◆ EXERCISE DESCRIPTION ◆
Reproduce, character for character, the part of the data that opens with its first line and closes with the line containing "left=56, top=191, right=483, bottom=284", including both of those lines.

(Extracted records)
● ● ● ● ●
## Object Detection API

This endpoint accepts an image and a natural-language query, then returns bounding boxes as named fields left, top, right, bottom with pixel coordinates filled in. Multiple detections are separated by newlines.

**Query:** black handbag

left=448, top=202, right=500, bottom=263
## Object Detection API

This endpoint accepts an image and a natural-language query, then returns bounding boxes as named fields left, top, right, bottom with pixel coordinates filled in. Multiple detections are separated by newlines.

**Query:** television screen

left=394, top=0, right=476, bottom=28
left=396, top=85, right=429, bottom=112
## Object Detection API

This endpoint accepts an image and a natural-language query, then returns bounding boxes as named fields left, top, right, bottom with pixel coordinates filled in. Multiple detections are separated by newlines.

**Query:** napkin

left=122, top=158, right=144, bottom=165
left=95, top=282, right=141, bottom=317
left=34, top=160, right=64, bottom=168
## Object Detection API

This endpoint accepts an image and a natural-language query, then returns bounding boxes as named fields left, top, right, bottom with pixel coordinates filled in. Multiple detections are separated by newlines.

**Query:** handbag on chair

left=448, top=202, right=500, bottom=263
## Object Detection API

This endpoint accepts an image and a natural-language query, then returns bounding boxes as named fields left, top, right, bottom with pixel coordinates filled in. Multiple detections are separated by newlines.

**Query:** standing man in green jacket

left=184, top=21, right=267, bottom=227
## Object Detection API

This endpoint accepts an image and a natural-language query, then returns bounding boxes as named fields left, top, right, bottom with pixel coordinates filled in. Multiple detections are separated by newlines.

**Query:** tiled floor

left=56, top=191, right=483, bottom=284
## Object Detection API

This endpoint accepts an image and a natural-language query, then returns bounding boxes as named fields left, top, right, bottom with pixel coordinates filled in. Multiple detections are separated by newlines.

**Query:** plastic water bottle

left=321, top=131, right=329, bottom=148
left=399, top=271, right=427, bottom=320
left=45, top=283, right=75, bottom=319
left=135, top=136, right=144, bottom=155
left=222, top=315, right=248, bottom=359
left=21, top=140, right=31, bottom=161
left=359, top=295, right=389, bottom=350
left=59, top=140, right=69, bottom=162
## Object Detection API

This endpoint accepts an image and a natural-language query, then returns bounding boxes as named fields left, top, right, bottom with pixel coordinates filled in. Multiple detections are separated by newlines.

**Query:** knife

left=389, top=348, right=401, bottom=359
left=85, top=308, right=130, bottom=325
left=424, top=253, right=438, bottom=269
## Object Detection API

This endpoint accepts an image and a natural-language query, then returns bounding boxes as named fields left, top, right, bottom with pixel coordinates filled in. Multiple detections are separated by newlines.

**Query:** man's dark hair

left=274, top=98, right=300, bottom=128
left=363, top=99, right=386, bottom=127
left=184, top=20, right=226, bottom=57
● ● ● ● ●
◆ RESULT OF THIS TASK ◆
## Object Detection API

This endpoint accepts an image and a natural-language query, then returns bounding boxes as named fields left, top, right, bottom with pixel coordinates filled in. Multiple detections are separated by newlines.

**Query:** black handbag

left=448, top=202, right=500, bottom=263
## Object Detection API

This endpoint accepts an image and a natural-language query, then returns bounding boxes as named fields left, top, right, bottom with pixel coordinates filled in. Multiple detections are separated by newlines.

**Query:** television screen

left=394, top=0, right=476, bottom=28
left=396, top=85, right=429, bottom=112
## Object Detection API

This endpoint accepts an image and a natural-language query, then returns bounding boxes as named fields left, top, right, bottom with pixel coordinates filled in. Multiple detections are separated by newlines.

**Query:** napkin

left=122, top=158, right=144, bottom=165
left=95, top=282, right=141, bottom=317
left=34, top=160, right=64, bottom=168
## Object Detection API

This endpoint accepts an image and a natural-language query, then returns bounding boxes as named fields left, top, right, bottom with pixel coordinates filled in. Multiple detections are separated by newlines.

**Query:** handbag on chair

left=448, top=202, right=500, bottom=263
## Object Detection API

This endpoint accepts an image and a natural-language query, then returns bounding boxes as named fields left, top, right, bottom with pixel coordinates filled in. Multiple detections are separated by newlines.

**Query:** standing man in green jacket

left=184, top=21, right=267, bottom=227
## Object Detection API

This endpoint accepts an image and a natural-language query, then returns bounding boxes as named fields left, top, right, bottom with pixel coordinates filled in. Multiple detections are separated by newlines.

**Query:** tiled floor

left=56, top=191, right=483, bottom=284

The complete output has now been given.